Extracto de la página.
● ● ● ● ●

Adiós, señor
Haffman: Lo teatral en el cine
Orlando Mora
Se mantiene por fortuna en
segunda semana de exhibición la película
francesa Adiós, señor Haffman de Fred Cavayé, un director acostumbrado en su país a
lograr cifras importantes de espectadores. Desconozco si alguno de sus títulos
anteriores se ha estrenado entre nosotros, pero es evidente que se trata de un
realizador con oficio y supongo que su cine cuente con virtudes que expliquen el
buen destino en la taquilla. Adiós, señor
Haffman las tiene.
El nuevo filme de Cavayé se basa
en una obra de teatro de idéntico título de Jean-Philippe Daguerre estrenada en
el 2016 y que contó con muy favorable acogida de la crítica francesa. Al no
haber leído la pieza original resulta imposible juzgar qué tipo de adaptación
se hizo en esta oportunidad, aunque los rastros de su origen teatral son
fáciles de percibir a la largo de la película.
Tal vez no exista un mejor medio
para volver conscientes las especificidades del lenguaje cinematográfico que
asistir a una obra de teatro. Basta una primera mirada para entender cuánto
debe y continúa debiendo el cine a la representación teatral, no solo en sus inicios
cuando se filmaba con la cámara quieta y casi podía hablarse de teatro filmado,
sino que en parte central de su esencia el cine trabaja con elementos básicos
tomados del teatro como la actuación, los diálogos y la puesta en escena en
cuanto definición de un determinado espacio para el movimiento de los actores.

● ● ● ● ●

Registros del conjunto.
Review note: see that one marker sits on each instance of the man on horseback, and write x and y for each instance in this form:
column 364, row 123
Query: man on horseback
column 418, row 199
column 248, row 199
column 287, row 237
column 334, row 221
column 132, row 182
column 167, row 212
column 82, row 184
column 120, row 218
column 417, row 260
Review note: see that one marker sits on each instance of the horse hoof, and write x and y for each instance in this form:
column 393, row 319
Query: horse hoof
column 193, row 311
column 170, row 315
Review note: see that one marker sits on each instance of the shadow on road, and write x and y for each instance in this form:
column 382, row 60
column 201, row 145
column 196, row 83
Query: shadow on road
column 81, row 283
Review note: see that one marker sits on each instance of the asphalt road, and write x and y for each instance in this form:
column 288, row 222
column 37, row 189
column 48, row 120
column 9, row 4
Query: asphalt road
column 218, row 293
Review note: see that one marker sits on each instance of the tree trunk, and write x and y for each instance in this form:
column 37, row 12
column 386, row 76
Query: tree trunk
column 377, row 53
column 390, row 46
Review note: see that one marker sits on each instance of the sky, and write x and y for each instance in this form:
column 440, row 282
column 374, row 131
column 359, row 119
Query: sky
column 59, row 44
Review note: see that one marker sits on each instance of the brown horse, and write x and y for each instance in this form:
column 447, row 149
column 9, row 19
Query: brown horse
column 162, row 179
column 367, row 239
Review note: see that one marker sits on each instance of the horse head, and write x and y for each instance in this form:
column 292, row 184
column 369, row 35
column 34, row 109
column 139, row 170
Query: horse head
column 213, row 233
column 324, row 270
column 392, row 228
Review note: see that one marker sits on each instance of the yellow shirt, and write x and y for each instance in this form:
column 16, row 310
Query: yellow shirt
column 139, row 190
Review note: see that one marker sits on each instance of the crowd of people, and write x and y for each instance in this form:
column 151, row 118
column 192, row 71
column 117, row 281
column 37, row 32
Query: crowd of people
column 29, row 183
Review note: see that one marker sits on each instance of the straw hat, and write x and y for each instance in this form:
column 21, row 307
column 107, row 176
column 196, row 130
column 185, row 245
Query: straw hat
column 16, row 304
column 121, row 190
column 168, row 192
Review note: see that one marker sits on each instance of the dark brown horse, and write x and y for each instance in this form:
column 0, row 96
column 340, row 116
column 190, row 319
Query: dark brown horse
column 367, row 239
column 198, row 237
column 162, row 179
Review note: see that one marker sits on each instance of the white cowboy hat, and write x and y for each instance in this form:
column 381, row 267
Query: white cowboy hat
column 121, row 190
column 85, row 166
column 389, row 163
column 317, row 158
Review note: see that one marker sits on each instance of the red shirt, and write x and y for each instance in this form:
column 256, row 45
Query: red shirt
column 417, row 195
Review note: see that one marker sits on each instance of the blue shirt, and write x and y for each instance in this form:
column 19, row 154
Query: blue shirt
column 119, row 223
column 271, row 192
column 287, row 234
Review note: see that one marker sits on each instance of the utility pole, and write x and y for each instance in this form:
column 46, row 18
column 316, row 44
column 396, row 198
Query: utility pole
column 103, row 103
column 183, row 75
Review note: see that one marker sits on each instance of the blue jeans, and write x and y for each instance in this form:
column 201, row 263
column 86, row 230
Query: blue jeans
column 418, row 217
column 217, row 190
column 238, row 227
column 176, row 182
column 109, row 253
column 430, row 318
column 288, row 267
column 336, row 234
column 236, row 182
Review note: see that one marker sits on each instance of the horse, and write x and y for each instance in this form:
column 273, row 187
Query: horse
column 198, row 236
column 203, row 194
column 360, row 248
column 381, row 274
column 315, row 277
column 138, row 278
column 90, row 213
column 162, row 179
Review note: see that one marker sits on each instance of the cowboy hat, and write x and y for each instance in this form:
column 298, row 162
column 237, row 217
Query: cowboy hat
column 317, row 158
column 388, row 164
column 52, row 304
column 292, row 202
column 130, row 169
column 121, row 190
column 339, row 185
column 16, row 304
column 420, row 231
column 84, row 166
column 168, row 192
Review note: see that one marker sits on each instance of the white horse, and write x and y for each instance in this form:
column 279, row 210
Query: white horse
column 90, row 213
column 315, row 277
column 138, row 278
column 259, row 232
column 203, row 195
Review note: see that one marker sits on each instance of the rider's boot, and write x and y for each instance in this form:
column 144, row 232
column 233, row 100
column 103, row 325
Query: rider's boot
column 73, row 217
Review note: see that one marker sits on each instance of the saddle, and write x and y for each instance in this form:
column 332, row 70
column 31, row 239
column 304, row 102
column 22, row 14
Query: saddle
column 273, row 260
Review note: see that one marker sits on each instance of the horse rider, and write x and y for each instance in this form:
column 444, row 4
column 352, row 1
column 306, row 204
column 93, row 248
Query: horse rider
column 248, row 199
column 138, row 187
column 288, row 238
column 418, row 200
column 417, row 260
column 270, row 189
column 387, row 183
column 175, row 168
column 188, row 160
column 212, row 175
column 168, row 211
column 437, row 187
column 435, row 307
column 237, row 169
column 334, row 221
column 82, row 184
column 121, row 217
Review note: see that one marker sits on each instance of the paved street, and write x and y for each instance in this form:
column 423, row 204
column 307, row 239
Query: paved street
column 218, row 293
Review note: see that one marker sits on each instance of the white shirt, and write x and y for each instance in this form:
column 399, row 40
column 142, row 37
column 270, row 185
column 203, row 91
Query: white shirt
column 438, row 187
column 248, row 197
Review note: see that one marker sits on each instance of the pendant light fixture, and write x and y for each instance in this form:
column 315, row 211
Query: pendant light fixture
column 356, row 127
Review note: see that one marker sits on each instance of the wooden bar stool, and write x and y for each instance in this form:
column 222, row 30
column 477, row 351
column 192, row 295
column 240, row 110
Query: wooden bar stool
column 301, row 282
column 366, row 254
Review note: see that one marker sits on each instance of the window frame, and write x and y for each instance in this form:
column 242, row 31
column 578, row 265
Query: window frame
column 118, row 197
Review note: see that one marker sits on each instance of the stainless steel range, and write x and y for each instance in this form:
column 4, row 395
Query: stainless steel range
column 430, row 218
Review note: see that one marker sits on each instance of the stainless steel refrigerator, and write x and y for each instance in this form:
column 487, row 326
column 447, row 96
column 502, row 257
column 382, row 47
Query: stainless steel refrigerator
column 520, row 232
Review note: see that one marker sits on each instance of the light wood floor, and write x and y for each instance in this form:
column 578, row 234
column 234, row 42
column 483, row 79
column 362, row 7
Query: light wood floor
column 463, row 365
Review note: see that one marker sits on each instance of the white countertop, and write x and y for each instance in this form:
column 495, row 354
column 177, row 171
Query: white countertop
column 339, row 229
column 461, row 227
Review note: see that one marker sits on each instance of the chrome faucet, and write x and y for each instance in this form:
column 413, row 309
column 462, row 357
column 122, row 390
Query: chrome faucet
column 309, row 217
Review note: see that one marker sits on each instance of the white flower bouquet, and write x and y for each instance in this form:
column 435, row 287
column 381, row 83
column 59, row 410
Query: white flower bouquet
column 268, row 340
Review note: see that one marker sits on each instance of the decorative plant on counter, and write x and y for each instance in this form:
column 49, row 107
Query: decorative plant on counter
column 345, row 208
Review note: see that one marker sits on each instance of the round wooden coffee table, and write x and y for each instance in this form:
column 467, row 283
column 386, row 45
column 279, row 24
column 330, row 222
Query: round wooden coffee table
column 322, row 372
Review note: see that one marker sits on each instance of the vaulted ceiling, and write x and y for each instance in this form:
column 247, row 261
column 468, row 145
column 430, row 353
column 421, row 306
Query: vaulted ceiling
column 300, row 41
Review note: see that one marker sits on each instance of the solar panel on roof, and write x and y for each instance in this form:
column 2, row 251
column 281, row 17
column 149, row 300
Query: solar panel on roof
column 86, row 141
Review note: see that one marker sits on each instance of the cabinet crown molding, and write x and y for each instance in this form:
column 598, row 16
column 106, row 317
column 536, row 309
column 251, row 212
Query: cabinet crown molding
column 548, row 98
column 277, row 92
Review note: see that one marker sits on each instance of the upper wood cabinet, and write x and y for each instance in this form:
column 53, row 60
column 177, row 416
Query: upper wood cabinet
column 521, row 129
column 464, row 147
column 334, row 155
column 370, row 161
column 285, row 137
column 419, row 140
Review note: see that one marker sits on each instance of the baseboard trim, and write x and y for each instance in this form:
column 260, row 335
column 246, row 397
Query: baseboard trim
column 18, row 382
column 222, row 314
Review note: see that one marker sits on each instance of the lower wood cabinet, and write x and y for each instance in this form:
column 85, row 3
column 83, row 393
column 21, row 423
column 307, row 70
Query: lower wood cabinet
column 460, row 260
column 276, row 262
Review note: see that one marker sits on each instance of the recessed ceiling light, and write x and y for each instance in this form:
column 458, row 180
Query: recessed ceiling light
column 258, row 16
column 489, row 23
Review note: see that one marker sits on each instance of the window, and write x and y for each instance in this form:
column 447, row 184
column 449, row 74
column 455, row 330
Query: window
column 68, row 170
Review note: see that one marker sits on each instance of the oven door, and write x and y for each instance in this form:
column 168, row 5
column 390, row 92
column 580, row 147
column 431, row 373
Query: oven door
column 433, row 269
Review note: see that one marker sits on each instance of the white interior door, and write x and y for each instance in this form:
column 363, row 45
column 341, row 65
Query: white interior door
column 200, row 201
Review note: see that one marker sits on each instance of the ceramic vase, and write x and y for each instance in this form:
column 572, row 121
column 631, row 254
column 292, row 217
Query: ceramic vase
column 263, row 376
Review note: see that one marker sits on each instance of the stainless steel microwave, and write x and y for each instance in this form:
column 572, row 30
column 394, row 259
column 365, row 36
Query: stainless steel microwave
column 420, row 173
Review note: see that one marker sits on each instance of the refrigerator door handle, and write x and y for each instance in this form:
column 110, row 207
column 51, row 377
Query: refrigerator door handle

● ● ● ● ●

Ejercicios.
- 1) Responde según la reseña sobre Adiós, señor Haffman:
(a) ¿En qué semana de exhibición se mantiene la película?
(b) ¿Quién escribió la obra de teatro en la que se basa el filme?
(c) ¿Qué elementos básicos toma el cine del teatro?
- 2) Resume en dos oraciones la reseña sobre Adiós, señor Haffman.
- 3) Escribe la continuación de la reseña sobre Adiós, señor Haffman a partir de su última oración.

Soluciones.
- 1)
(a) En la segunda semana de exhibición.
(b) Jean-Philippe Daguerre.
(c) La actuación, los diálogos y la puesta en escena.

- 2) La película francesa Adiós, señor Haffman, de Fred Cavayé, sigue en su segunda semana de exhibición y se basa en una obra de teatro homónima de Jean-Philippe Daguerre estrenada en 2016, cuyos rastros teatrales se perciben a lo largo del filme. Asistir a una obra de teatro permite volver conscientes las especificidades del lenguaje cinematográfico, pues el cine toma del teatro elementos básicos como la actuación, los diálogos y la puesta en escena.

- 3)
Solo que en el teatro la puesta en escena se hace para un espectador que
permanece en una posición fija mientras en el cine se hace para la cámara, y
será ella con sus desplazamientos, los distintos tamaños de planos, y luego el
montaje los que nos entregarán ese algo diferente que es el cine, convertido gracias a esa magia en
un arte narrativo. Lo teatral vuelto pura narración.
Estas pocas líneas para entrar en
Adiós, señor Haffman y explicar un
poco qué de sus raíces originales se conservan en la película, aunque sin
lastrarla irremediablemente, por lo menos desde nuestro personal punto de
vista. Se siente ante todo en haber privilegiado la estructura de escenas que campea
en el teatro, eliminando las transiciones que van de una a otra y que son las
que sirven para que la fuerza significativa de un filme se enriquezca. El cine
es algo más que filmar escenas y esa es la limitación mayor del trabajo de
Cavayé.
Dejado de lado ese reparo, hay
que decir que lo que trae la película es atractivo y suficiente para que los
buenos espectadores se interesen en ella. En especial porque también a
consecuencia de su origen, el filme gira alrededor de tres personajes con
sentimientos que cambian y se transforman a lo largo de la obra, sin caer en vulneraciones
maniqueas y con una forma astuta de progresión que impide que el espectador se
anticipe a la evolución misma de la pieza.
No obstante lo que sugiere el
título de la obra original y de su adaptación cinematográfica, el personaje
central no es el señor Haffman y desde el punto de vista del armado dramático
el poder revelador de la obra descansa sobre los otros dos protagonistas. El
joyero Haffman de origen judío convive por motivos que no conviene revelar con
Francois Mercier, el hombre que era su trabajador y con Blanche, la esposa de
éste, en una coyuntura trágica que propiciará el surgimiento del conflicto.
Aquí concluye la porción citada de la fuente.